ESTRATTO DELLA FONTE -

Come hanno dimostrato diverse migrazioni (vedasi la carovana di persone che fuggivano dall’Honduras, ottobre 2018), è ormai chiaro che la stragrande maggioranza di chi esce dai propri Paesi è costituita da migranti economici. Parlare di rifugiati è molto ingenuo quando si scopre che molti che partono come rifugiati da guerre in corso si trasformano in migranti economici quando pretendono di scegliere la destinazione di origine.
Migranti economici: la storiella del colonialismo e dell’imperialismo
Guardiamo i principali flussi migratori. Secondo dati OCSE, Messico, Cina, Regno Unito e India sono i maggiori Paesi di origine di flussi migratori verso Paesi dell’OCSE. Il Messico ha 11 milioni di emigranti, seguito dalla Cina (3,8 milioni), dal Regno Unito (3,5 milioni) e dall’India (3,4 milioni). Questi dati vanno però interpretati. Per esempio, l’alto numero di emigranti dal Regno Unito si giustifica con il ritorno ai propri Paesi originari (appartenenti al Commonwealth) di cittadini britannici provenienti da quei Paesi.
La “giustificazione” dell’accoglienza “senza se e senza ma” a causa delle barbarie del colonialismo è tanto cara a marxisti della vecchia guardia e a certe frange della Chiesa. Perché parlo di storiella? Perché chi ha un minimo di conoscenza della storia recente arriva a un’altra conclusione. Immaginate un Paese che da soli 60 anni ha raggiunto l’indipendenza, sfruttato per secoli dalle potenze coloniali, oggi con decine, centinaia di milioni di poveri. Bene, pensate che questi milioni di poveri fuggano dal loro Paese e “giustamente” aspirino a entrare in Paesi oggi ricchi. Bene, non succede. Il Paese in questione è l’India, circa 1,3 miliardi di persone, centinaia di milioni sotto la soglia della povertà. Perché non accade? Perché la classe dirigente ha creato nella popolazione il senso della nazione. Solo il 3 per mille di cinesi o di indiani emigra contro il 10% dei messicani!

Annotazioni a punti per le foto
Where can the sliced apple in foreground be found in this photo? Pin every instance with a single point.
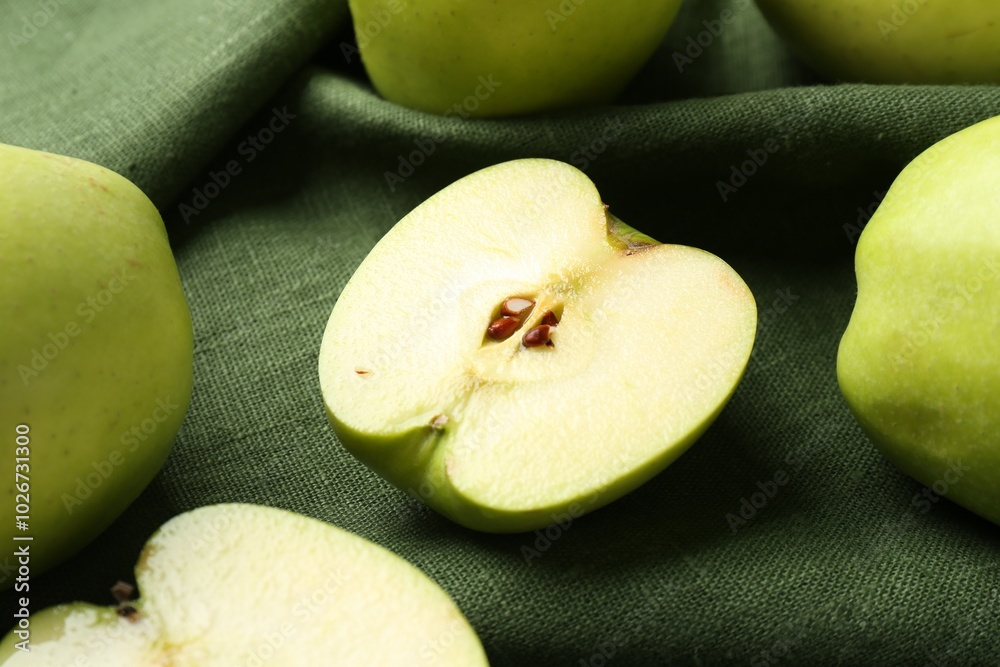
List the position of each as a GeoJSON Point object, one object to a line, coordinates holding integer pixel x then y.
{"type": "Point", "coordinates": [248, 585]}
{"type": "Point", "coordinates": [615, 355]}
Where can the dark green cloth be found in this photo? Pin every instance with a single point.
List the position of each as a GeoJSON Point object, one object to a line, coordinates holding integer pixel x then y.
{"type": "Point", "coordinates": [840, 566]}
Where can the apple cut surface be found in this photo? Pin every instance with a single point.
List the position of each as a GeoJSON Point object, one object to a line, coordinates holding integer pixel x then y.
{"type": "Point", "coordinates": [649, 342]}
{"type": "Point", "coordinates": [249, 585]}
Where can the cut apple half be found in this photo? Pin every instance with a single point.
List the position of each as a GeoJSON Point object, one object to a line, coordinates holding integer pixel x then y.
{"type": "Point", "coordinates": [627, 352]}
{"type": "Point", "coordinates": [254, 586]}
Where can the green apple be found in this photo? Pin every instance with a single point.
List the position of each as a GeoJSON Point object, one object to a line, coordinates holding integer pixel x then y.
{"type": "Point", "coordinates": [505, 58]}
{"type": "Point", "coordinates": [96, 352]}
{"type": "Point", "coordinates": [515, 356]}
{"type": "Point", "coordinates": [893, 41]}
{"type": "Point", "coordinates": [251, 586]}
{"type": "Point", "coordinates": [919, 363]}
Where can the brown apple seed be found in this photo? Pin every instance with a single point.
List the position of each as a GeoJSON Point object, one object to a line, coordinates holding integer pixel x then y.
{"type": "Point", "coordinates": [515, 306]}
{"type": "Point", "coordinates": [503, 328]}
{"type": "Point", "coordinates": [537, 337]}
{"type": "Point", "coordinates": [122, 591]}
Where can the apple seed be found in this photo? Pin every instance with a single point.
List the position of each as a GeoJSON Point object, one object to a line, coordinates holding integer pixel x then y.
{"type": "Point", "coordinates": [537, 337]}
{"type": "Point", "coordinates": [515, 306]}
{"type": "Point", "coordinates": [126, 610]}
{"type": "Point", "coordinates": [122, 591]}
{"type": "Point", "coordinates": [503, 328]}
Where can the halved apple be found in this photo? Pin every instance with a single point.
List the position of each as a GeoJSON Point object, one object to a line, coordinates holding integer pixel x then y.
{"type": "Point", "coordinates": [250, 585]}
{"type": "Point", "coordinates": [628, 351]}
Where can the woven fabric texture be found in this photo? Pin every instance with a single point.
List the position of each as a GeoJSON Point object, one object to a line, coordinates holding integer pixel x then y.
{"type": "Point", "coordinates": [839, 567]}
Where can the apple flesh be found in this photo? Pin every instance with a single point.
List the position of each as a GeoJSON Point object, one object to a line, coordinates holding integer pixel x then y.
{"type": "Point", "coordinates": [919, 363]}
{"type": "Point", "coordinates": [96, 353]}
{"type": "Point", "coordinates": [506, 58]}
{"type": "Point", "coordinates": [214, 594]}
{"type": "Point", "coordinates": [893, 41]}
{"type": "Point", "coordinates": [648, 342]}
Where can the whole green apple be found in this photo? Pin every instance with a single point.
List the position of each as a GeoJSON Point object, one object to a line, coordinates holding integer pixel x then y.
{"type": "Point", "coordinates": [215, 594]}
{"type": "Point", "coordinates": [919, 363]}
{"type": "Point", "coordinates": [893, 41]}
{"type": "Point", "coordinates": [96, 352]}
{"type": "Point", "coordinates": [515, 356]}
{"type": "Point", "coordinates": [504, 58]}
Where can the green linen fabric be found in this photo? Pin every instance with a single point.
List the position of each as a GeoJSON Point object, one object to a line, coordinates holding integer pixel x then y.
{"type": "Point", "coordinates": [846, 563]}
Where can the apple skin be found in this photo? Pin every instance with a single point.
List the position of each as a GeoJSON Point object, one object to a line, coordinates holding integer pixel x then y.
{"type": "Point", "coordinates": [506, 58]}
{"type": "Point", "coordinates": [919, 363]}
{"type": "Point", "coordinates": [893, 41]}
{"type": "Point", "coordinates": [96, 352]}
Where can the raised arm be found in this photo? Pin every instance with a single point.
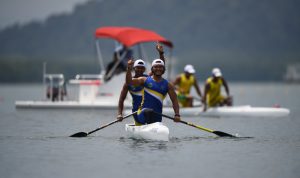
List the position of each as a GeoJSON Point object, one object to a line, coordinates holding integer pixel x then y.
{"type": "Point", "coordinates": [174, 100]}
{"type": "Point", "coordinates": [133, 81]}
{"type": "Point", "coordinates": [226, 87]}
{"type": "Point", "coordinates": [206, 88]}
{"type": "Point", "coordinates": [197, 88]}
{"type": "Point", "coordinates": [160, 50]}
{"type": "Point", "coordinates": [121, 102]}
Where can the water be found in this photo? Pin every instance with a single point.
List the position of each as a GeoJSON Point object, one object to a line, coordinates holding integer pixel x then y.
{"type": "Point", "coordinates": [36, 143]}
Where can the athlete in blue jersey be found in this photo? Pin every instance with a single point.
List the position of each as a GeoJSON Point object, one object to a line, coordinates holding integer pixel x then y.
{"type": "Point", "coordinates": [155, 90]}
{"type": "Point", "coordinates": [136, 92]}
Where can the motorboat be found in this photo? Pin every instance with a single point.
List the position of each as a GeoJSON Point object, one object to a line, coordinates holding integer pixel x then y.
{"type": "Point", "coordinates": [102, 90]}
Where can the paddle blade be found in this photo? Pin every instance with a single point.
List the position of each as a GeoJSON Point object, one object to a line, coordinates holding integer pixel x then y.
{"type": "Point", "coordinates": [79, 134]}
{"type": "Point", "coordinates": [223, 134]}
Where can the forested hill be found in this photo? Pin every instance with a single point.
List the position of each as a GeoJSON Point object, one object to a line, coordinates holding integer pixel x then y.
{"type": "Point", "coordinates": [247, 39]}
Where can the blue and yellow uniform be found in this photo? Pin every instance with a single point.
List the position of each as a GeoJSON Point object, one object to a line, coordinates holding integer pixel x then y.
{"type": "Point", "coordinates": [136, 93]}
{"type": "Point", "coordinates": [154, 94]}
{"type": "Point", "coordinates": [214, 96]}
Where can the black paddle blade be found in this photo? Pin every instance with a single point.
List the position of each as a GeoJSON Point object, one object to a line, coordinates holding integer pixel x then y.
{"type": "Point", "coordinates": [223, 134]}
{"type": "Point", "coordinates": [79, 134]}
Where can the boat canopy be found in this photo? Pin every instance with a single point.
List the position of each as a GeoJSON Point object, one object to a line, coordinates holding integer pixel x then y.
{"type": "Point", "coordinates": [130, 36]}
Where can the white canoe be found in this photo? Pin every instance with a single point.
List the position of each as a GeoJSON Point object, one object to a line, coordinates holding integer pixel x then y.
{"type": "Point", "coordinates": [229, 111]}
{"type": "Point", "coordinates": [232, 111]}
{"type": "Point", "coordinates": [156, 131]}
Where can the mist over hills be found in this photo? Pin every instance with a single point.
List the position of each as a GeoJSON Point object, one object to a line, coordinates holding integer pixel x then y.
{"type": "Point", "coordinates": [248, 39]}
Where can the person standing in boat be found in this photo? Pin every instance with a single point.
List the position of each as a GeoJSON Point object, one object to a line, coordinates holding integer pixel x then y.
{"type": "Point", "coordinates": [183, 84]}
{"type": "Point", "coordinates": [155, 90]}
{"type": "Point", "coordinates": [136, 91]}
{"type": "Point", "coordinates": [212, 91]}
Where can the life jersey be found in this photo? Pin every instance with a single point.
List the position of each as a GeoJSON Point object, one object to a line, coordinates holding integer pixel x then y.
{"type": "Point", "coordinates": [137, 95]}
{"type": "Point", "coordinates": [186, 84]}
{"type": "Point", "coordinates": [214, 93]}
{"type": "Point", "coordinates": [154, 94]}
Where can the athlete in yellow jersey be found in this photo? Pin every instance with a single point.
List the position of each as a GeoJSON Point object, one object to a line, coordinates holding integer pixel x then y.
{"type": "Point", "coordinates": [212, 91]}
{"type": "Point", "coordinates": [184, 83]}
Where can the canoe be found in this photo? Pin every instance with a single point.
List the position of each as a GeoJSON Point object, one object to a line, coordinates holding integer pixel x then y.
{"type": "Point", "coordinates": [229, 111]}
{"type": "Point", "coordinates": [232, 111]}
{"type": "Point", "coordinates": [155, 131]}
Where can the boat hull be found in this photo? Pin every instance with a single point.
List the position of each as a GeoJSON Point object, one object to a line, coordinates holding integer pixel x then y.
{"type": "Point", "coordinates": [156, 131]}
{"type": "Point", "coordinates": [229, 111]}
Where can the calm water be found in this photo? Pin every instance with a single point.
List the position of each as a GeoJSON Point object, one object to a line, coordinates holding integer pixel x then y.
{"type": "Point", "coordinates": [35, 143]}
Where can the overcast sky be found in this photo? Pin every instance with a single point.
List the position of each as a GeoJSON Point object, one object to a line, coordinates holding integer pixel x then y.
{"type": "Point", "coordinates": [23, 11]}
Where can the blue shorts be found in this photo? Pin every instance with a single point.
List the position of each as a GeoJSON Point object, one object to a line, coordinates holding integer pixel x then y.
{"type": "Point", "coordinates": [147, 116]}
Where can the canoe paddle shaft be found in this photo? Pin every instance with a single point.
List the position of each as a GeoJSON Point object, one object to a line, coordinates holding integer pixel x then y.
{"type": "Point", "coordinates": [219, 133]}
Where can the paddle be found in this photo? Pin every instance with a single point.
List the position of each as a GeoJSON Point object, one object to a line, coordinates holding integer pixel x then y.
{"type": "Point", "coordinates": [84, 134]}
{"type": "Point", "coordinates": [219, 133]}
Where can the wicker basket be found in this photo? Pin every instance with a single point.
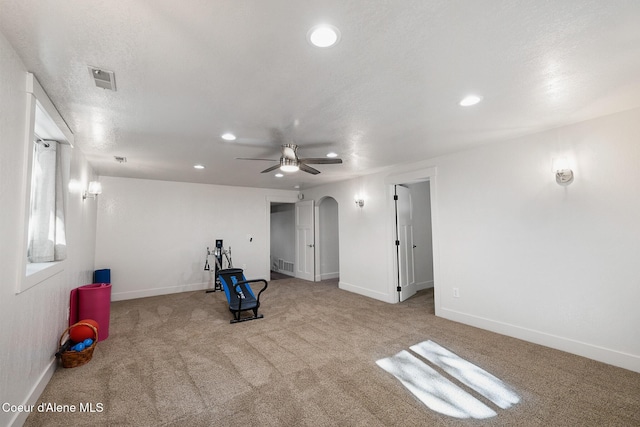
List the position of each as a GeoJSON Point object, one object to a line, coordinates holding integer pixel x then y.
{"type": "Point", "coordinates": [72, 359]}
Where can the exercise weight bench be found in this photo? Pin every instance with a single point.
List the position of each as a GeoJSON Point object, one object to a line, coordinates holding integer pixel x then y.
{"type": "Point", "coordinates": [239, 294]}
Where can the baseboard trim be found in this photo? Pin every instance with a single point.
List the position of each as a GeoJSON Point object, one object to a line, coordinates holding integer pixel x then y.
{"type": "Point", "coordinates": [32, 398]}
{"type": "Point", "coordinates": [153, 292]}
{"type": "Point", "coordinates": [424, 285]}
{"type": "Point", "coordinates": [327, 276]}
{"type": "Point", "coordinates": [368, 292]}
{"type": "Point", "coordinates": [601, 354]}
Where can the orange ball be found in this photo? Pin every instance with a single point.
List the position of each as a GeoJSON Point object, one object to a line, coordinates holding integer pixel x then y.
{"type": "Point", "coordinates": [82, 332]}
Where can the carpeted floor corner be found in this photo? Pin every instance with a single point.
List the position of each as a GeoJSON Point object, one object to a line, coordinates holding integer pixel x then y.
{"type": "Point", "coordinates": [175, 360]}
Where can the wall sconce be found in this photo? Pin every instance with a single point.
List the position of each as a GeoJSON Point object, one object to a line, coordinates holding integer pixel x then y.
{"type": "Point", "coordinates": [94, 189]}
{"type": "Point", "coordinates": [564, 175]}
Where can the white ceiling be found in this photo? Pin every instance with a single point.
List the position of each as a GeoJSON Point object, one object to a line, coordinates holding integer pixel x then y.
{"type": "Point", "coordinates": [188, 71]}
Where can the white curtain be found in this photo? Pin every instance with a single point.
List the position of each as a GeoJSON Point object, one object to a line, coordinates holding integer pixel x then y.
{"type": "Point", "coordinates": [47, 240]}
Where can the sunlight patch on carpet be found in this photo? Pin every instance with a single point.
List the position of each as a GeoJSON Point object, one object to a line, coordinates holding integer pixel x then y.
{"type": "Point", "coordinates": [467, 373]}
{"type": "Point", "coordinates": [434, 390]}
{"type": "Point", "coordinates": [441, 394]}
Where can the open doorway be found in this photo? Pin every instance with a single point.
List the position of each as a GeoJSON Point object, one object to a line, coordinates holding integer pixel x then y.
{"type": "Point", "coordinates": [282, 240]}
{"type": "Point", "coordinates": [414, 240]}
{"type": "Point", "coordinates": [327, 242]}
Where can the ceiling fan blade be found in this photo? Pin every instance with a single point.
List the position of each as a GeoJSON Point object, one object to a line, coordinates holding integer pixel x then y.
{"type": "Point", "coordinates": [308, 169]}
{"type": "Point", "coordinates": [321, 161]}
{"type": "Point", "coordinates": [289, 151]}
{"type": "Point", "coordinates": [272, 168]}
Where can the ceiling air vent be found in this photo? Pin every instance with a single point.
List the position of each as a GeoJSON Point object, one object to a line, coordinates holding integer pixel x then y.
{"type": "Point", "coordinates": [103, 78]}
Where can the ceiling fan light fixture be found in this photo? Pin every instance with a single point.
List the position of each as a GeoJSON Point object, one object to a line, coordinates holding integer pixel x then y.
{"type": "Point", "coordinates": [289, 168]}
{"type": "Point", "coordinates": [470, 100]}
{"type": "Point", "coordinates": [289, 165]}
{"type": "Point", "coordinates": [323, 35]}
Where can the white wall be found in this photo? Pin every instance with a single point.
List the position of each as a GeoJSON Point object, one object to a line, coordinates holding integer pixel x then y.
{"type": "Point", "coordinates": [32, 321]}
{"type": "Point", "coordinates": [550, 264]}
{"type": "Point", "coordinates": [153, 235]}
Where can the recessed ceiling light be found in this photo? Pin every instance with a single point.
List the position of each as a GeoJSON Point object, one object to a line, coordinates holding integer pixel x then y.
{"type": "Point", "coordinates": [469, 100]}
{"type": "Point", "coordinates": [323, 35]}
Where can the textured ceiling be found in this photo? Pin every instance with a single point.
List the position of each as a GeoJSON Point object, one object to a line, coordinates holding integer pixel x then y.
{"type": "Point", "coordinates": [387, 94]}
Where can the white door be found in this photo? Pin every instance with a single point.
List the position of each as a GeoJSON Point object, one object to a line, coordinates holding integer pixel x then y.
{"type": "Point", "coordinates": [404, 220]}
{"type": "Point", "coordinates": [305, 241]}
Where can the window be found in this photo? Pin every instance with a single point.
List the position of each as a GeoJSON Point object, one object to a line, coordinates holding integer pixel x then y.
{"type": "Point", "coordinates": [46, 241]}
{"type": "Point", "coordinates": [47, 163]}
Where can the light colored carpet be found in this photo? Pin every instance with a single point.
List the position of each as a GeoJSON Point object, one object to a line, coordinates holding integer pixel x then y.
{"type": "Point", "coordinates": [175, 360]}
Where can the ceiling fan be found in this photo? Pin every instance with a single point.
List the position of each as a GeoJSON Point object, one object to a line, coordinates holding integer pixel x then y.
{"type": "Point", "coordinates": [290, 162]}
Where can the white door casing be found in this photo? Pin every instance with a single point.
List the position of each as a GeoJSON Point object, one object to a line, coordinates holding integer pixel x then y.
{"type": "Point", "coordinates": [305, 240]}
{"type": "Point", "coordinates": [406, 270]}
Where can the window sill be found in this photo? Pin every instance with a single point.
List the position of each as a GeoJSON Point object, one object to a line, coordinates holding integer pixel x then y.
{"type": "Point", "coordinates": [38, 272]}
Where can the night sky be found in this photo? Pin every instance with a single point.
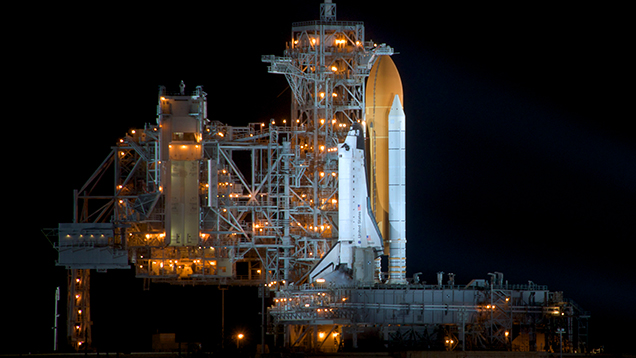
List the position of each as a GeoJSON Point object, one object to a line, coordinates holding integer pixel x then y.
{"type": "Point", "coordinates": [521, 157]}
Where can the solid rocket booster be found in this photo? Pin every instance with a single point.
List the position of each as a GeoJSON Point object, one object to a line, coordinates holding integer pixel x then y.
{"type": "Point", "coordinates": [397, 193]}
{"type": "Point", "coordinates": [386, 122]}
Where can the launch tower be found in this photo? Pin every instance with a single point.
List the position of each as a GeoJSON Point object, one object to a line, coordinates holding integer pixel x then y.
{"type": "Point", "coordinates": [303, 206]}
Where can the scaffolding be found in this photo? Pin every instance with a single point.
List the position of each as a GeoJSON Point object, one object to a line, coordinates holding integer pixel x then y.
{"type": "Point", "coordinates": [188, 200]}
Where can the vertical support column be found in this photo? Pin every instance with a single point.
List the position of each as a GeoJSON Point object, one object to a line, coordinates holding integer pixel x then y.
{"type": "Point", "coordinates": [78, 325]}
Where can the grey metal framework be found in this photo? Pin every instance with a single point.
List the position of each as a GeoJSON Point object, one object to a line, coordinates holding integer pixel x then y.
{"type": "Point", "coordinates": [258, 205]}
{"type": "Point", "coordinates": [484, 315]}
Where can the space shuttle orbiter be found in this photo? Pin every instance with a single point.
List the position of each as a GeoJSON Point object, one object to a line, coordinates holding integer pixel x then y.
{"type": "Point", "coordinates": [372, 222]}
{"type": "Point", "coordinates": [359, 241]}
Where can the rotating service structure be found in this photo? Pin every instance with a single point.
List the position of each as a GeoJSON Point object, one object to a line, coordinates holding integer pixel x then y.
{"type": "Point", "coordinates": [305, 207]}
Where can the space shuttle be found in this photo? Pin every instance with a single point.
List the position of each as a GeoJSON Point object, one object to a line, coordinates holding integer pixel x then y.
{"type": "Point", "coordinates": [369, 226]}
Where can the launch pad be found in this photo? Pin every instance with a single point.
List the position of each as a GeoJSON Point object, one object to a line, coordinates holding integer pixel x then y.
{"type": "Point", "coordinates": [305, 206]}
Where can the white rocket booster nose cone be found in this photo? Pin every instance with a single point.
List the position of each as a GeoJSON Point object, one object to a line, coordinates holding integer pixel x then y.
{"type": "Point", "coordinates": [397, 193]}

ESERCIZI PROPOSTI -
**A)** Nel testo sulle migrazioni, quanti emigranti vengono attribuiti al Messico secondo i dati OCSE?
**B)** Estrai dal testo sulle migrazioni il passo compreso tra «Migranti economici: la» e «da quei Paesi.».

SOLUZIONI DEGLI ESERCIZI -
**A)** Il Messico ha 11 milioni di emigranti.

**B)**
Migranti economici: la storiella del colonialismo e dell’imperialismo
Guardiamo i principali flussi migratori. Secondo dati OCSE, Messico, Cina, Regno Unito e India sono i maggiori Paesi di origine di flussi migratori verso Paesi dell’OCSE. Il Messico ha 11 milioni di emigranti, seguito dalla Cina (3,8 milioni), dal Regno Unito (3,5 milioni) e dall’India (3,4 milioni). Questi dati vanno però interpretati. Per esempio, l’alto numero di emigranti dal Regno Unito si giustifica con il ritorno ai propri Paesi originari (appartenenti al Commonwealth) di cittadini britannici provenienti da quei Paesi.